(На основе текста)
1. Пожалуйста, выпишите из отрывка без изменений фрагмент от слов «О. Мии молчал, когда» до слов «Кого? Все распределены.» включительно.
2. Через сколько времени после отправленной ему телеграммы Акила явился из Иокохамы, согласно отрывку?

(Отрывок текста)
========================
О. Мии молчал, когда я говорил с Такеици. Но когда ушли они, Нумабе пришел сказать, что о. Мии просит свидания и имеет нечто сказать — он не спокоен духом (фуансин). Я сказал, чтобы пришел в половине первого часа; думал, что он опять будет защищать Такеици, и собирался учинить за это ему отличную головомойку. Но, к счастью, опасение мое не оправдалось: пришел он опять в роли пастыря, заботящегося о своем стаде.
— В Каназава непременно надо послать катихизатора.
— Кого? Все распределены.
— Акилу Ивата, который родом оттуда. На месяц или на два только, пока забудется этот скандал с Такеици.
— Но Иокохама как? Поговорите с о. Павлом Сато, заведующим Иокохамской Церковью; если он будет согласен отпустить Акилу, то тотчас телеграфируем ему, чтобы явился сюда, если и он — Акила — найдет возможным отлучиться из Иокохамы, то и отлично!
О. Мии побежал к о. Павлу Сато, получил его согласие; дали телеграмму Акиле, который через три часа явился из Иокохамы, тоже не нашел препятствий к отлучке, почему сейчас же получил дорожные до Каназава, пять ен экстренных и отправился, чтобы завтра обойти всех своих христиан в Иокохаме, сказать им причину отлучки, сделать прочие приготовления и послезавтра отбыть в Каназава. Мать его и жена с детьми останутся в Иокохаме.
О. Алексей Савабе был и говорил, между прочим, что священники советовались о памятнике о. Анатолию и положили справиться в Нагоя, сколько будет стоить эмалевый крест предположенной величины? Денег на памятник уж собралось ен триста. — Когда умер о. Анатолий! А они все еще советуются о памятнике ему! И это только потому, что христиане пристают к ним с вопросами, что же с деньгами, которые мы пожертвовали на памятник о. Анатолию? Под рассказ о. Алексея я молча думал: когда буду умирать, не забыть бы запретить и думать о памятнике мне. Тоже, пожалуй, задумают сооружать; и только мучение им, безденежным, — жертвовать на вещь совсем бесполезную, а там еще носиться, точно кошка с салом, с собранным пожертвованием — вот так много лет и все–таки не знать, что делать. Фу!
========================
(Приведённые записи)
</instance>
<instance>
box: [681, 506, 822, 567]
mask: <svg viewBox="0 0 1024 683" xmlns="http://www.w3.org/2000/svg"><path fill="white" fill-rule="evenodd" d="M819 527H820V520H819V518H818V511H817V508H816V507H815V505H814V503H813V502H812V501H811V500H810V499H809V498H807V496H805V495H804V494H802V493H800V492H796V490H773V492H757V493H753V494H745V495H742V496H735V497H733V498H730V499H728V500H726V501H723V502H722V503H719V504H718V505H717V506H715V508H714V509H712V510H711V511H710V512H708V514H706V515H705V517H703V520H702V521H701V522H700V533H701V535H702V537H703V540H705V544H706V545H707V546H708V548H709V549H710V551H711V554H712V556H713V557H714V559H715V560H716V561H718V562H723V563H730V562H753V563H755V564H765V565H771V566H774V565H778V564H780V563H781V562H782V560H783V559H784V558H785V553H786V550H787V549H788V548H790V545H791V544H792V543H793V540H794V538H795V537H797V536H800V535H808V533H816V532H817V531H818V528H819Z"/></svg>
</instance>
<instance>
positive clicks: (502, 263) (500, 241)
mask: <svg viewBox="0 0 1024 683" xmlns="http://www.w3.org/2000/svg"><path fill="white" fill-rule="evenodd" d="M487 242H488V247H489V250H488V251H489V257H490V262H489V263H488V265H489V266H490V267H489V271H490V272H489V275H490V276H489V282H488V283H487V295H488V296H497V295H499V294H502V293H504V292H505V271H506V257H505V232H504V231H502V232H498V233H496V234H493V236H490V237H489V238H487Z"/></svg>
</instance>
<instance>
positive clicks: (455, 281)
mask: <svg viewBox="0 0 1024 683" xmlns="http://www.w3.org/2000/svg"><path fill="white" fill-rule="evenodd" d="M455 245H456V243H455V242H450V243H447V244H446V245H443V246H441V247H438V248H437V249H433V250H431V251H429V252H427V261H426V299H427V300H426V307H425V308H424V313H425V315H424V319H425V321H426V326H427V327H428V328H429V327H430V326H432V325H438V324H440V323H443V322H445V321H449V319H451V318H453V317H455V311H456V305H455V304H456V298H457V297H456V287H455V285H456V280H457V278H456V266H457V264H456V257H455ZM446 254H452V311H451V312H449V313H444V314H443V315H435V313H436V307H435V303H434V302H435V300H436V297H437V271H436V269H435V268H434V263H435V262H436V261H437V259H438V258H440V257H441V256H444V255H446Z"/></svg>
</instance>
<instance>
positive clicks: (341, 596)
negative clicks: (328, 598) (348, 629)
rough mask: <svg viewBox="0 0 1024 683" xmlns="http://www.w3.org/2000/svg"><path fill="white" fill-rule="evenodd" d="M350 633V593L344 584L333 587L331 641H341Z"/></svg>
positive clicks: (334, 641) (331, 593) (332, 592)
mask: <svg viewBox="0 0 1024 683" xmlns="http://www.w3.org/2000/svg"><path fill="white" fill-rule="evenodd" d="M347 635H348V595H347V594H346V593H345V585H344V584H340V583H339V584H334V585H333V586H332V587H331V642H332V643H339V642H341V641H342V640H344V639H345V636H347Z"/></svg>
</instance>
========================
(Ответы к заданиям)
1.
О. Мии молчал, когда я говорил с Такеици. Но когда ушли они, Нумабе пришел сказать, что о. Мии просит свидания и имеет нечто сказать — он не спокоен духом (фуансин). Я сказал, чтобы пришел в половине первого часа; думал, что он опять будет защищать Такеици, и собирался учинить за это ему отличную головомойку. Но, к счастью, опасение мое не оправдалось: пришел он опять в роли пастыря, заботящегося о своем стаде.
— В Каназава непременно надо послать катихизатора.
— Кого? Все распределены.

2. Через три часа.